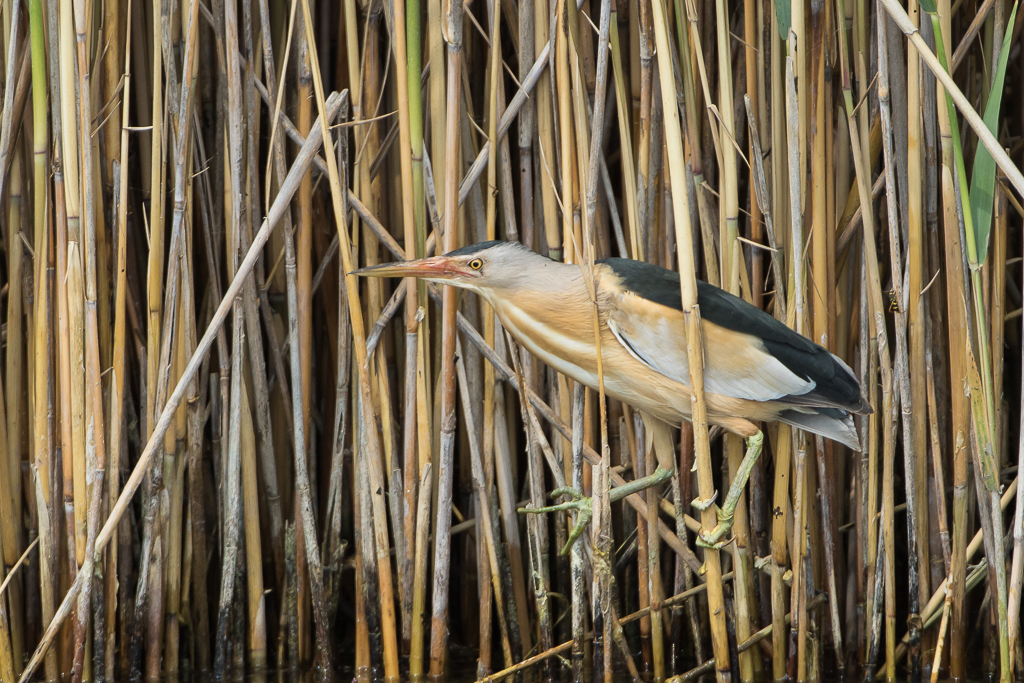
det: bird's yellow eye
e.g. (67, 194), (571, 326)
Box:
(469, 258), (483, 270)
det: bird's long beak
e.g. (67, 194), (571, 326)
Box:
(350, 256), (474, 281)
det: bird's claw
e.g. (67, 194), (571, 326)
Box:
(690, 490), (719, 512)
(519, 487), (593, 556)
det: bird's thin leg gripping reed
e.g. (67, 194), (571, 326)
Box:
(520, 412), (674, 556)
(692, 432), (764, 549)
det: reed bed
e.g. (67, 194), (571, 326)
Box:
(0, 0), (1021, 680)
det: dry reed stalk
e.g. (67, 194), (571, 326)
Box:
(156, 2), (204, 674)
(631, 414), (653, 674)
(458, 338), (515, 667)
(518, 0), (535, 254)
(0, 2), (25, 668)
(214, 0), (258, 674)
(505, 333), (554, 666)
(649, 0), (731, 680)
(427, 0), (446, 212)
(54, 1), (87, 596)
(28, 0), (58, 677)
(877, 11), (923, 680)
(634, 0), (653, 262)
(0, 350), (14, 675)
(298, 5), (381, 679)
(837, 2), (903, 680)
(240, 383), (268, 668)
(927, 0), (969, 676)
(530, 0), (563, 657)
(0, 21), (25, 667)
(574, 1), (618, 680)
(808, 2), (845, 670)
(295, 9), (317, 663)
(139, 0), (168, 671)
(769, 12), (797, 669)
(427, 0), (464, 672)
(929, 578), (954, 682)
(644, 439), (666, 680)
(674, 0), (717, 287)
(698, 8), (758, 677)
(189, 117), (227, 678)
(0, 159), (23, 683)
(236, 7), (284, 631)
(565, 381), (585, 678)
(1011, 324), (1024, 674)
(904, 5), (931, 668)
(607, 3), (640, 261)
(535, 0), (560, 259)
(487, 333), (527, 662)
(0, 0), (22, 206)
(557, 0), (579, 264)
(255, 0), (299, 598)
(390, 0), (421, 650)
(480, 8), (502, 669)
(69, 0), (109, 663)
(784, 45), (812, 681)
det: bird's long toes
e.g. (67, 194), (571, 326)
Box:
(695, 529), (731, 550)
(548, 485), (585, 501)
(559, 506), (594, 556)
(519, 500), (578, 515)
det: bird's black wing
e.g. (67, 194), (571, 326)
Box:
(599, 258), (870, 414)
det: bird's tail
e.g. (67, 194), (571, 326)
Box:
(778, 408), (862, 452)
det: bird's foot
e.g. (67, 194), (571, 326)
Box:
(694, 508), (735, 550)
(691, 491), (734, 549)
(691, 432), (764, 551)
(519, 487), (593, 556)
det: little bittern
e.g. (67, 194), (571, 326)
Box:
(355, 241), (871, 552)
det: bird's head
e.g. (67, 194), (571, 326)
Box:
(352, 240), (549, 296)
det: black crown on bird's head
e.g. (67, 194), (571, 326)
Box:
(442, 239), (536, 259)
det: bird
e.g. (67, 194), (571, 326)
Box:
(354, 240), (871, 553)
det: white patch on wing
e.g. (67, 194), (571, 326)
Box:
(608, 320), (661, 368)
(705, 354), (816, 401)
(608, 296), (816, 402)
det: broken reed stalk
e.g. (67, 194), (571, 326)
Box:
(3, 1), (1024, 681)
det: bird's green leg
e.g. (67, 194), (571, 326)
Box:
(521, 415), (677, 556)
(519, 467), (673, 556)
(693, 431), (764, 549)
(609, 467), (674, 503)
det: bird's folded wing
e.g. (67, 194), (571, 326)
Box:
(607, 292), (816, 403)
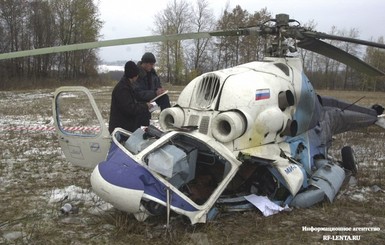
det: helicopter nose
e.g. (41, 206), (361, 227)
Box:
(90, 157), (145, 213)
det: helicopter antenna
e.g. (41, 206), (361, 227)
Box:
(341, 96), (366, 111)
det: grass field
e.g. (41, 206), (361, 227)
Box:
(1, 87), (384, 244)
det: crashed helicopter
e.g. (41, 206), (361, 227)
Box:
(1, 13), (385, 225)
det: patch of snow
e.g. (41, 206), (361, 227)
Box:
(350, 193), (366, 202)
(46, 185), (98, 204)
(45, 185), (113, 214)
(3, 231), (25, 241)
(97, 65), (124, 73)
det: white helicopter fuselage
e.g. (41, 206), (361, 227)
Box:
(161, 57), (318, 151)
(52, 56), (382, 224)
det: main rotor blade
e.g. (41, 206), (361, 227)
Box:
(298, 38), (385, 76)
(302, 31), (385, 49)
(0, 29), (251, 60)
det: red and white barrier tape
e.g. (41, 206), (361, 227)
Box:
(61, 126), (101, 132)
(0, 125), (101, 132)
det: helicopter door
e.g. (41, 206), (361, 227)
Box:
(52, 86), (111, 169)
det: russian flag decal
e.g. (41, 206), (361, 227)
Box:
(255, 88), (270, 101)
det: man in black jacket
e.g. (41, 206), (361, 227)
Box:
(108, 61), (152, 134)
(135, 52), (171, 111)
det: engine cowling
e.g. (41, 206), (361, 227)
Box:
(278, 90), (295, 111)
(211, 111), (247, 143)
(159, 107), (185, 130)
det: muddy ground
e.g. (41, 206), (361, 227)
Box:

Directions for this task
Reproduce the material in its entirety and word for word, without the pictures.

The answer
det: bird's yellow eye
e.g. (67, 194), (571, 326)
Box:
(469, 258), (483, 270)
det: bird's long beak
e.g. (67, 194), (571, 326)
Box:
(350, 256), (474, 281)
det: bird's claw
e.g. (67, 194), (571, 326)
Box:
(690, 490), (719, 512)
(519, 487), (593, 556)
det: bird's thin leg gripping reed
e.g. (67, 194), (571, 326)
Box:
(520, 412), (674, 556)
(692, 432), (764, 549)
det: reed bed
e.g. (67, 194), (571, 326)
Box:
(0, 0), (1021, 680)
det: dry reed stalk
e.g. (67, 194), (571, 326)
Box:
(156, 2), (204, 674)
(631, 414), (653, 674)
(458, 338), (515, 667)
(518, 0), (535, 254)
(0, 2), (25, 668)
(214, 0), (258, 674)
(505, 333), (554, 666)
(649, 0), (731, 680)
(427, 0), (446, 212)
(54, 1), (87, 596)
(28, 0), (58, 677)
(877, 11), (923, 680)
(634, 0), (653, 262)
(0, 350), (14, 675)
(298, 5), (381, 679)
(837, 2), (903, 680)
(240, 383), (268, 668)
(927, 0), (969, 676)
(530, 0), (563, 657)
(0, 21), (25, 667)
(574, 1), (618, 680)
(808, 2), (845, 670)
(295, 9), (317, 663)
(139, 0), (168, 671)
(769, 12), (797, 669)
(427, 0), (464, 672)
(929, 578), (954, 682)
(644, 439), (666, 680)
(674, 0), (717, 287)
(698, 8), (758, 677)
(189, 117), (227, 678)
(0, 159), (23, 683)
(236, 7), (284, 631)
(565, 381), (585, 678)
(1011, 324), (1024, 674)
(904, 5), (931, 668)
(607, 3), (640, 261)
(535, 0), (560, 259)
(487, 333), (527, 662)
(0, 0), (22, 206)
(557, 0), (579, 264)
(255, 0), (299, 598)
(390, 0), (421, 650)
(480, 8), (502, 669)
(69, 0), (109, 663)
(784, 45), (812, 681)
det: bird's long toes
e.g. (67, 194), (571, 326)
Box:
(695, 529), (731, 550)
(548, 485), (585, 501)
(559, 506), (594, 556)
(519, 500), (578, 515)
det: bird's black wing
e.g. (67, 194), (571, 326)
Box:
(599, 258), (870, 414)
det: bird's tail
e.g. (67, 194), (571, 326)
Box:
(778, 408), (862, 452)
det: bird's foot
e.g. (67, 194), (571, 326)
Box:
(694, 508), (735, 550)
(691, 491), (734, 549)
(691, 432), (764, 551)
(519, 487), (593, 556)
det: little bittern
e.g. (67, 194), (571, 326)
Box:
(355, 241), (871, 552)
det: bird's head
e.g. (67, 194), (571, 326)
Box:
(352, 240), (549, 296)
det: black crown on bird's head
e.g. (67, 194), (571, 326)
Box:
(442, 239), (536, 259)
det: bird
e.g. (67, 194), (571, 326)
Box:
(354, 240), (871, 553)
det: white patch on wing
e.g. (67, 194), (571, 326)
Box:
(608, 320), (661, 368)
(705, 354), (816, 401)
(608, 296), (816, 402)
det: broken reed stalk
e.g. (67, 194), (571, 326)
Box:
(3, 1), (1024, 681)
det: bird's green leg
e.g. (67, 194), (571, 326)
Box:
(521, 415), (677, 556)
(519, 467), (673, 556)
(693, 431), (764, 549)
(609, 467), (674, 503)
det: bird's folded wing
e.g. (67, 194), (571, 326)
Box:
(607, 292), (816, 403)
det: helicopter nose
e.g. (41, 206), (361, 227)
Box:
(90, 157), (145, 213)
det: helicopter antenna
e.g. (41, 206), (361, 227)
Box:
(341, 96), (366, 111)
det: grass field
e.g. (41, 206), (361, 227)
Box:
(1, 87), (384, 244)
det: crashed helicopter
e.g. (41, 206), (361, 227)
Box:
(1, 13), (385, 225)
det: patch of snow
e.g. (41, 206), (361, 227)
Box:
(350, 193), (366, 202)
(46, 185), (98, 204)
(45, 185), (113, 214)
(3, 231), (25, 241)
(97, 65), (124, 73)
det: white helicopter fuselage
e.g. (41, 206), (361, 227)
Box:
(161, 57), (318, 151)
(52, 56), (382, 224)
det: main rotor blade
e.g. (41, 206), (361, 227)
Box:
(298, 38), (385, 76)
(302, 31), (385, 49)
(0, 29), (251, 60)
det: red and white barrier tape
e.g. (41, 206), (361, 227)
Box:
(61, 126), (101, 132)
(0, 125), (101, 132)
det: helicopter door
e.g. (41, 206), (361, 227)
Box:
(52, 86), (111, 169)
det: russian flag decal
e.g. (41, 206), (361, 227)
Box:
(255, 88), (270, 101)
det: man in black jacket
e.g. (41, 206), (361, 227)
Box:
(108, 61), (152, 134)
(135, 52), (171, 111)
det: engine cowling
e.g. (41, 206), (361, 227)
Box:
(278, 90), (295, 111)
(211, 111), (247, 143)
(159, 107), (185, 130)
det: muddy ground
e.g. (41, 206), (361, 227)
Box:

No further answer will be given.